> [Short task] Rewrite the items below as a numbered list, starting at the line containing "Each instance gets a single point. Label the airplane" and continuing through the final line, both included. Leave out any blank lines.

> [Data for the task]
** Start **
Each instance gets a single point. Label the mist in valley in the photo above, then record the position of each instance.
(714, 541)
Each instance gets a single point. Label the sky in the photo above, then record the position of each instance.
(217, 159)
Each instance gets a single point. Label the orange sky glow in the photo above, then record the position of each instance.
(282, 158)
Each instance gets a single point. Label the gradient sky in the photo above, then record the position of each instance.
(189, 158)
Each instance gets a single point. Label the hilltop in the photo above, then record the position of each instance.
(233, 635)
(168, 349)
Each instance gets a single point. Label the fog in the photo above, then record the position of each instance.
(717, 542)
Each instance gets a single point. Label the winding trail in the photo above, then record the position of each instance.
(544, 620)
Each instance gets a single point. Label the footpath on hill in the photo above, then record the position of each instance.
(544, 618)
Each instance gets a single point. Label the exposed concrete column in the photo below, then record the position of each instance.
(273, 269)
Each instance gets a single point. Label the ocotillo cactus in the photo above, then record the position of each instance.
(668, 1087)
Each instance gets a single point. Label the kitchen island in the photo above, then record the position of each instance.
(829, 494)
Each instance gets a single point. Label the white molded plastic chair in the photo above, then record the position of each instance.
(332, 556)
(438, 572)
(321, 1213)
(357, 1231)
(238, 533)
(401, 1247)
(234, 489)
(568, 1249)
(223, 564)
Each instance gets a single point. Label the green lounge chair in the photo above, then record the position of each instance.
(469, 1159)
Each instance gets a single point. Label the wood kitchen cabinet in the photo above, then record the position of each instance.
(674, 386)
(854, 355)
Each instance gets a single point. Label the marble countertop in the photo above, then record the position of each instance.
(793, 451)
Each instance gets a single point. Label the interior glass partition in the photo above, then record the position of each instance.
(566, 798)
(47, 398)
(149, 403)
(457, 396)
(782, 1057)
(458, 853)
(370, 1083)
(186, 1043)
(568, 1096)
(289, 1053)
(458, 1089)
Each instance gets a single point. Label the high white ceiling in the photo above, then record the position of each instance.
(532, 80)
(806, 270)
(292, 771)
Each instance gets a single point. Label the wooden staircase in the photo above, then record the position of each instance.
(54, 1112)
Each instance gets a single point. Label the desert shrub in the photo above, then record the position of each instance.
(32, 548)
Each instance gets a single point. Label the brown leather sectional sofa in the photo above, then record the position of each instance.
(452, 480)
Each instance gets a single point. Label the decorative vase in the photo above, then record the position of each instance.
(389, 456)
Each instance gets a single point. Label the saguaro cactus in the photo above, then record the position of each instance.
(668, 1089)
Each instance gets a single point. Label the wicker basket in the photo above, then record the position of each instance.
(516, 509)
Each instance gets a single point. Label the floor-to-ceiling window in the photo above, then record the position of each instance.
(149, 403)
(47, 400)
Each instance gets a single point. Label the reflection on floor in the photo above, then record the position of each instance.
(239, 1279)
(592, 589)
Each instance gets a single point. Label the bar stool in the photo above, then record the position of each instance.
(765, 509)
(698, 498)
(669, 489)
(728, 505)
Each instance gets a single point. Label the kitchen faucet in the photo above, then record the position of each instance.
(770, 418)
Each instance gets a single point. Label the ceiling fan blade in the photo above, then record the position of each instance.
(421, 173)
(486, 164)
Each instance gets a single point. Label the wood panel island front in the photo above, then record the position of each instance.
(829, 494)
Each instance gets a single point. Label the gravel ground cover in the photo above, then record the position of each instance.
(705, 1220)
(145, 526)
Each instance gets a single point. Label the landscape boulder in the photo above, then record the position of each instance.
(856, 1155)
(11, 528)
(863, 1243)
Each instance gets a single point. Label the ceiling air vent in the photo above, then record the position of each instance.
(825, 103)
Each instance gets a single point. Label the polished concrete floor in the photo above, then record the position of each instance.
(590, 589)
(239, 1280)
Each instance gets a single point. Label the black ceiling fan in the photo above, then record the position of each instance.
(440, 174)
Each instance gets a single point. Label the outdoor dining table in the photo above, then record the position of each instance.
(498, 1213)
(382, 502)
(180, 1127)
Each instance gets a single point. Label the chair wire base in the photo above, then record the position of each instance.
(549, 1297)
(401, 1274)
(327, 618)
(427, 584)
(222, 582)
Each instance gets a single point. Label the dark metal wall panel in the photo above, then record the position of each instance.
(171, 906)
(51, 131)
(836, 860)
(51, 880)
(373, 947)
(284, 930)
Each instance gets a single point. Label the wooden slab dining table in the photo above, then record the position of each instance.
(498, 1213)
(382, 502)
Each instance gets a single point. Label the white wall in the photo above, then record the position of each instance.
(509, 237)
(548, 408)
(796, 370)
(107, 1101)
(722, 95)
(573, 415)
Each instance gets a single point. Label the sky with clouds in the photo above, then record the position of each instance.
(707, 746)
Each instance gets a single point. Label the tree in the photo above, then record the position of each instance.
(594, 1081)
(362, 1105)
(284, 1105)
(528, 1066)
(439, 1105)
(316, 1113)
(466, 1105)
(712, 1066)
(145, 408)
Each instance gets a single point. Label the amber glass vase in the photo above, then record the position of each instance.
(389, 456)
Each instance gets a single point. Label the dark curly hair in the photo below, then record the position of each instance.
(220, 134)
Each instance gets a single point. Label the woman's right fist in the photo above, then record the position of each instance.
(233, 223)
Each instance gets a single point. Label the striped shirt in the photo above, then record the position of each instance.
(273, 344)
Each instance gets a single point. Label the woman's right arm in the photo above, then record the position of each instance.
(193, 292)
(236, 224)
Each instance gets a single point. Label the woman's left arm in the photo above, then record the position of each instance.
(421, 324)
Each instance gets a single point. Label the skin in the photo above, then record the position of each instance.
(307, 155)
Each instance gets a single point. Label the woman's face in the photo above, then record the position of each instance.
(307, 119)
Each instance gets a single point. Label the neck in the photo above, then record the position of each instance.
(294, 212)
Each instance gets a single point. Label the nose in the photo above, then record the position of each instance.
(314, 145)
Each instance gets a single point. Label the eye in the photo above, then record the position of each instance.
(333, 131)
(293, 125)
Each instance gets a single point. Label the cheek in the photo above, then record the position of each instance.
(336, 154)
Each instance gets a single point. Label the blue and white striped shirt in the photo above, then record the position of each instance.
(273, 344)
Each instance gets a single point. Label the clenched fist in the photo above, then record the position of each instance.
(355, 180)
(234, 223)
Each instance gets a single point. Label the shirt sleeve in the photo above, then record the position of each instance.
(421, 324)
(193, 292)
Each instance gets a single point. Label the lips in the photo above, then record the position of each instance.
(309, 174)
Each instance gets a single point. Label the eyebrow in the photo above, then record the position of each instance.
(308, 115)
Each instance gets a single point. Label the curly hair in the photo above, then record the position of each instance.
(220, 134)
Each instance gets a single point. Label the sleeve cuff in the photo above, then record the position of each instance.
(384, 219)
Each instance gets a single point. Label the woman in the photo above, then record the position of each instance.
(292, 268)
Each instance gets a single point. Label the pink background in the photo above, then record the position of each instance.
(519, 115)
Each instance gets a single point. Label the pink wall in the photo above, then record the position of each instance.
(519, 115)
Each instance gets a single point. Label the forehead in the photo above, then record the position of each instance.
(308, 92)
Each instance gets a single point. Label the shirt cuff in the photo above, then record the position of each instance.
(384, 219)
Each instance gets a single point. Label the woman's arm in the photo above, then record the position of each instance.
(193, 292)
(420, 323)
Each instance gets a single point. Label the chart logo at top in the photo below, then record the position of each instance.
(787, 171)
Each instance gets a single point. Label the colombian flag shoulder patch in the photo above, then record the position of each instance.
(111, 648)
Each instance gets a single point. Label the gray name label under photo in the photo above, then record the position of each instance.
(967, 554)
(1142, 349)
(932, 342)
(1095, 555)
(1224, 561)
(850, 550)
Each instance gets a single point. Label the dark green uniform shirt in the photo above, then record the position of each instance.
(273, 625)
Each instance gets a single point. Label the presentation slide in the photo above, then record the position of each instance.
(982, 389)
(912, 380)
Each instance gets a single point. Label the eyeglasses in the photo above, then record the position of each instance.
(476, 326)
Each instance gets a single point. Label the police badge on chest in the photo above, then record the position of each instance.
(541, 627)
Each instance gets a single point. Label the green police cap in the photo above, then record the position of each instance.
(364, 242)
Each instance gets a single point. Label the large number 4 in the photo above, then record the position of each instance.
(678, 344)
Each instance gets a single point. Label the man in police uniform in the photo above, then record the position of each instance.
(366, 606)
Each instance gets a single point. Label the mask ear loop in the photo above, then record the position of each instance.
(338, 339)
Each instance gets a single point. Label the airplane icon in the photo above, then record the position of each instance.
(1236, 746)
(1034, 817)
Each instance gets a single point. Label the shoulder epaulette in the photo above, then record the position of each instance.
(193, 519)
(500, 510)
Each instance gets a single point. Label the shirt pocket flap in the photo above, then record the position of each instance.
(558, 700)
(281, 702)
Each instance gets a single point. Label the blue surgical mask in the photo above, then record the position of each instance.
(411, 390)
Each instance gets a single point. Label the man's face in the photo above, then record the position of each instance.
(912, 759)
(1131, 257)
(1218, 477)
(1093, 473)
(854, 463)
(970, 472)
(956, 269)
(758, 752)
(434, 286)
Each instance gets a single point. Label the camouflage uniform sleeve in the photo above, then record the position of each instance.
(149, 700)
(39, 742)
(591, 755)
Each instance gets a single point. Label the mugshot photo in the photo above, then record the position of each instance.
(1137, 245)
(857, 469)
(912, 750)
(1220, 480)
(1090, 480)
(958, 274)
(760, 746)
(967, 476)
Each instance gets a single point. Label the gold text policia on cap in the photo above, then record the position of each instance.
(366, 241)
** End **
> [Response to this exercise]
1. Each instance gets a single point. Label the airplane icon in the photo above, then record the position of each instance.
2. (1236, 746)
3. (1034, 817)
4. Each instance gets a single point. Label the shoulder epaulette in the photo above, then record the position of each instance.
5. (193, 519)
6. (500, 510)
7. Each instance gets a single point. Label the shirt pocket flap in the photo above, then record the position of each instance.
8. (558, 700)
9. (281, 702)
10. Each instance gets a single point. Label the blue surgical mask in the photo above, then record the position of each instance.
11. (411, 390)
12. Each instance gets a single point. Label the man's face in the photo above, then record the position of each instance.
13. (912, 759)
14. (1131, 257)
15. (1218, 477)
16. (1093, 473)
17. (854, 463)
18. (970, 472)
19. (956, 269)
20. (758, 752)
21. (434, 286)
22. Each instance gets a single point. Label the camouflage uniform sleeve in the photo above, then record the position of each instance.
23. (149, 700)
24. (39, 742)
25. (591, 755)
26. Each instance gets a single point. Label the mugshot photo in the photo above, then record the position of each instance.
27. (1137, 245)
28. (857, 469)
29. (912, 750)
30. (1220, 480)
31. (1090, 480)
32. (958, 274)
33. (760, 746)
34. (967, 476)
35. Each instance gets a single point. Label the gold text policia on cap in the photo above, then record the position of each instance.
36. (366, 241)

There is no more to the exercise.